**Challenge**. Turn each line of the material below into an item of a numbered list, omitting any blank lines. Leave the pictures out.

**Some material**.
>>>>

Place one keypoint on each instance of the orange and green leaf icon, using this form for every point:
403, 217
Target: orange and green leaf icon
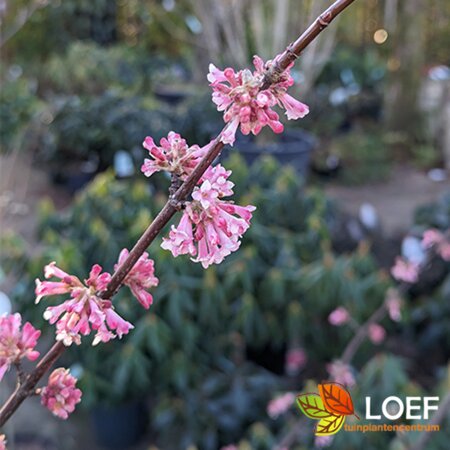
311, 405
329, 408
336, 399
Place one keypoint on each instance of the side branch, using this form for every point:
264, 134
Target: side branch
294, 50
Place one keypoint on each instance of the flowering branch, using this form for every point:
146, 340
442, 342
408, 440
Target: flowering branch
251, 108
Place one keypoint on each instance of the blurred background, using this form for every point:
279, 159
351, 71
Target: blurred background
342, 193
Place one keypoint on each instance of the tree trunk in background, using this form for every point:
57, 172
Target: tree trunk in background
405, 66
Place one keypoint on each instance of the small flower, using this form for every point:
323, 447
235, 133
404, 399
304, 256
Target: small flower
341, 373
323, 441
16, 343
85, 310
339, 316
239, 95
295, 360
435, 239
280, 405
393, 304
404, 270
3, 442
210, 227
431, 237
173, 155
61, 395
140, 278
376, 333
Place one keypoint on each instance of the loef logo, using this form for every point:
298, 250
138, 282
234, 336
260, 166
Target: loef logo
333, 403
329, 407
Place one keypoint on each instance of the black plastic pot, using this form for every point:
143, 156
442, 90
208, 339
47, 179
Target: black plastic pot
293, 148
117, 428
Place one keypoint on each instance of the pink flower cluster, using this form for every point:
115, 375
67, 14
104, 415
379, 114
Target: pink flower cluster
61, 395
376, 333
210, 227
16, 342
140, 278
405, 270
435, 239
339, 316
239, 95
85, 311
280, 405
173, 155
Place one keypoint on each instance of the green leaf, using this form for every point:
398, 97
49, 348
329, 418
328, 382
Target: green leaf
311, 405
329, 425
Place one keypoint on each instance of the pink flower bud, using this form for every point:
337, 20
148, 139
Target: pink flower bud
339, 316
16, 343
376, 333
61, 395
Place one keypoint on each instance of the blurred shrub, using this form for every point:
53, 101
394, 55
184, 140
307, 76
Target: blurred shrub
203, 323
87, 68
18, 104
96, 128
435, 215
364, 155
200, 351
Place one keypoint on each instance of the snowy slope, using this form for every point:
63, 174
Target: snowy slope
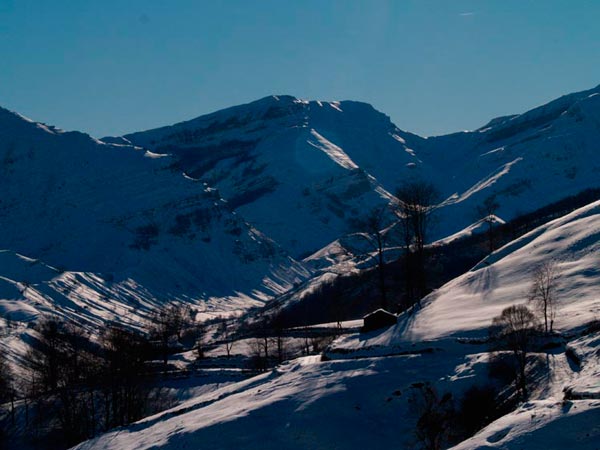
465, 306
362, 397
300, 171
320, 165
123, 215
527, 160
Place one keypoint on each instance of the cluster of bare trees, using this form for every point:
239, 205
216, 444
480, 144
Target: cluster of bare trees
75, 386
413, 207
518, 326
416, 205
88, 386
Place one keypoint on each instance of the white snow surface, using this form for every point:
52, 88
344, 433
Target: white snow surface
361, 397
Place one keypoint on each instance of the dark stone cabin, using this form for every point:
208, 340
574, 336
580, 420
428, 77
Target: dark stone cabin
378, 319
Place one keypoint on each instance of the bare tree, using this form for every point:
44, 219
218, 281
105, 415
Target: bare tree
516, 327
374, 232
543, 292
436, 414
226, 336
168, 322
200, 343
487, 211
415, 207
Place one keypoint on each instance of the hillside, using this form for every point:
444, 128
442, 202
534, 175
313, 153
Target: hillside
122, 219
371, 381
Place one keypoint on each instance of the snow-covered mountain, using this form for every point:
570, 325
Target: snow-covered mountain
363, 395
300, 171
121, 215
224, 206
304, 171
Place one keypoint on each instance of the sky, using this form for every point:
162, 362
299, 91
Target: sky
110, 67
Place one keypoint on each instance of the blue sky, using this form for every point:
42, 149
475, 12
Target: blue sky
111, 67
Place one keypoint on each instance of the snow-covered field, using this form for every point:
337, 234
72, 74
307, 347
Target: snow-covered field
362, 396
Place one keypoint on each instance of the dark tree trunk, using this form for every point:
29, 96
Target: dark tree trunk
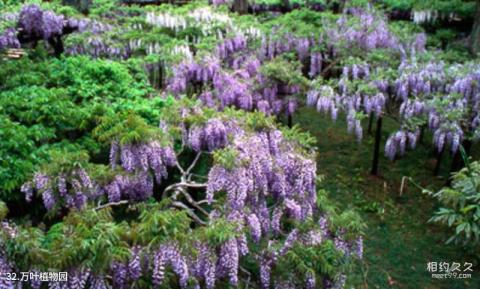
457, 162
422, 134
475, 35
370, 123
240, 6
81, 5
376, 151
438, 162
57, 45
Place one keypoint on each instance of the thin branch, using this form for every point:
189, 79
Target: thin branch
189, 212
183, 184
193, 202
180, 168
194, 162
206, 202
123, 202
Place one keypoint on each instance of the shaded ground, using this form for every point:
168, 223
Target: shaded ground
398, 243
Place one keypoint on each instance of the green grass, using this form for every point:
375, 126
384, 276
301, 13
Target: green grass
398, 243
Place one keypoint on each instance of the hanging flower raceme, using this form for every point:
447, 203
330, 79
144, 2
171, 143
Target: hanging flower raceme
169, 255
39, 24
71, 188
143, 157
213, 135
230, 46
8, 39
265, 169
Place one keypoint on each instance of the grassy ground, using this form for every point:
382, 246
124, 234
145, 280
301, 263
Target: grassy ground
398, 243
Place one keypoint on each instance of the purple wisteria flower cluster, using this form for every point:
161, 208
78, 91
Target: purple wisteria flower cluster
8, 39
443, 97
39, 24
352, 101
140, 165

<<<<

**Answer**.
1. Place one keypoint on each instance of the orange and green leaf icon, using this form for every point:
2. 403, 217
3. Target: orange and green leaf icon
4. 311, 405
5. 329, 408
6. 336, 399
7. Place one keypoint on each instance of the side branch, using this form for every point:
8. 264, 134
9. Target: side branch
10. 294, 50
11. Place one keypoint on each instance of the flowering branch, using this form for every point:
12. 146, 340
13. 442, 342
14. 408, 440
15. Target: flowering branch
16. 251, 108
17. Place one keypoint on each instance of the blurred background, using this form for every point:
18. 279, 159
19. 351, 71
20. Target: blurred background
21. 342, 193
22. Place one keypoint on each instance of the tree trunk in background, using this form for every point:
23. 57, 172
24. Target: tree trunk in background
25. 405, 66
26. Place one keypoint on each instance of the small flower, using this form for every point:
27. 323, 447
28. 235, 133
29. 404, 399
30. 304, 256
31. Target: small flower
32. 341, 373
33. 323, 441
34. 16, 343
35. 85, 310
36. 339, 316
37. 239, 95
38. 295, 360
39. 435, 239
40. 280, 405
41. 393, 304
42. 404, 270
43. 3, 442
44. 210, 227
45. 431, 237
46. 173, 155
47. 61, 395
48. 140, 278
49. 376, 333
50. Place one keypoint on each instance of the loef logo, using this form for every point:
51. 298, 250
52. 138, 282
53. 234, 336
54. 260, 166
55. Target: loef logo
56. 333, 403
57. 329, 407
58. Place one keypoint on each instance of the black plastic pot, using this form for every point:
59. 143, 156
60. 442, 90
61. 208, 339
62. 47, 179
63. Target: black plastic pot
64. 293, 148
65. 117, 428
66. Place one keypoint on each instance of the pink flower cluster, using this form for every point:
67. 115, 375
68. 67, 14
69. 104, 415
70. 379, 114
71. Target: pink flower cluster
72. 61, 395
73. 376, 333
74. 210, 227
75. 16, 342
76. 140, 278
77. 405, 270
78. 435, 239
79. 339, 316
80. 239, 95
81. 85, 311
82. 280, 405
83. 173, 155
84. Place one keypoint on each instance of the green leaf, using this form for every point:
85. 398, 97
86. 49, 348
87. 329, 418
88. 328, 382
89. Target: green leaf
90. 311, 405
91. 329, 425
92. Place one keypoint on each instance of the pink flower bud, using this form for every point:
93. 337, 20
94. 148, 139
95. Target: pink flower bud
96. 339, 316
97. 16, 343
98. 376, 333
99. 61, 395
100. Place one keypoint on each instance of the blurred shrub, using this form for every point:
101. 53, 101
102. 394, 55
103. 184, 140
104. 307, 76
105. Target: blurred shrub
106. 203, 323
107. 87, 68
108. 18, 104
109. 96, 128
110. 435, 215
111. 364, 155
112. 200, 351
113. Place one keypoint on each instance of the snowy slope, using this form for every point:
114. 63, 174
115. Target: snowy slope
116. 465, 306
117. 362, 397
118. 300, 171
119. 320, 165
120. 123, 215
121. 527, 160
122. Place one keypoint on each instance of the cluster of bare trees, using this form for every point:
123. 239, 205
124. 216, 444
125. 480, 144
126. Target: cluster of bare trees
127. 75, 386
128. 413, 207
129. 518, 326
130. 416, 205
131. 88, 386
132. Place one keypoint on each instance of the white snow surface, using this form for every point:
133. 52, 88
134. 344, 433
135. Target: white snow surface
136. 361, 397
137. Place one keypoint on each instance of the dark stone cabin, using this form for every point:
138. 208, 340
139. 574, 336
140. 580, 420
141. 428, 77
142. Target: dark stone cabin
143. 378, 319
144. Place one keypoint on each instance of the bare tree, using this form for every point:
145. 44, 219
146. 218, 281
147. 105, 415
148. Target: bare tree
149. 516, 327
150. 374, 232
151. 543, 292
152. 436, 414
153. 226, 336
154. 168, 322
155. 200, 343
156. 487, 211
157. 415, 207
158. Place one keypoint on each instance of the hillside, using this form for every point:
159. 444, 128
160. 442, 202
161. 534, 175
162. 313, 153
163. Target: hillside
164. 122, 219
165. 371, 381
166. Place one keypoint on each instance of the snow-covered mountain, using this form for every point:
167. 570, 325
168. Target: snow-covered mountain
169. 363, 395
170. 300, 171
171. 121, 215
172. 224, 206
173. 304, 171
174. Place one keypoint on each instance of the sky, using this form for every point:
175. 162, 362
176. 299, 91
177. Target: sky
178. 110, 67
179. Place one keypoint on each instance of the blue sky, using this form for every point:
180. 42, 149
181. 475, 12
182. Target: blue sky
183. 111, 67
184. Place one keypoint on each instance of the snow-covered field, using this form for every point:
185. 337, 234
186. 72, 74
187. 307, 347
188. Target: snow-covered field
189. 362, 396
190. Place one keypoint on each instance of the dark tree trunk, using this form for every point:
191. 29, 96
192. Target: dark tree trunk
193. 457, 162
194. 422, 134
195. 475, 35
196. 370, 123
197. 240, 6
198. 81, 5
199. 376, 151
200. 438, 162
201. 57, 45
202. Place one keypoint on each instance of the thin branch, using this form for every point:
203. 189, 79
204. Target: thin branch
205. 189, 212
206. 183, 184
207. 193, 202
208. 180, 168
209. 194, 162
210. 206, 202
211. 123, 202
212. Place one keypoint on each instance of the shaded ground, using this form for every point:
213. 168, 223
214. Target: shaded ground
215. 398, 243
216. Place one keypoint on each instance of the green grass, using this form for every point:
217. 375, 126
218. 384, 276
219. 301, 13
220. Target: green grass
221. 398, 243
222. Place one keypoint on each instance of the hanging flower raceme, using this form for every point:
223. 447, 203
224. 330, 79
225. 144, 2
226. 171, 143
227. Target: hanging flower raceme
228. 169, 255
229. 39, 24
230. 71, 188
231. 143, 157
232. 213, 135
233. 230, 46
234. 8, 39
235. 265, 169
236. Place one keypoint on each instance of the grassy ground, using this form for every point:
237. 382, 246
238. 124, 234
239. 145, 280
240. 301, 263
241. Target: grassy ground
242. 398, 243
243. Place one keypoint on each instance of the purple wisteria flower cluster, using this form for every point:
244. 161, 208
245. 78, 91
246. Target: purple wisteria flower cluster
247. 8, 39
248. 443, 97
249. 39, 24
250. 352, 101
251. 140, 165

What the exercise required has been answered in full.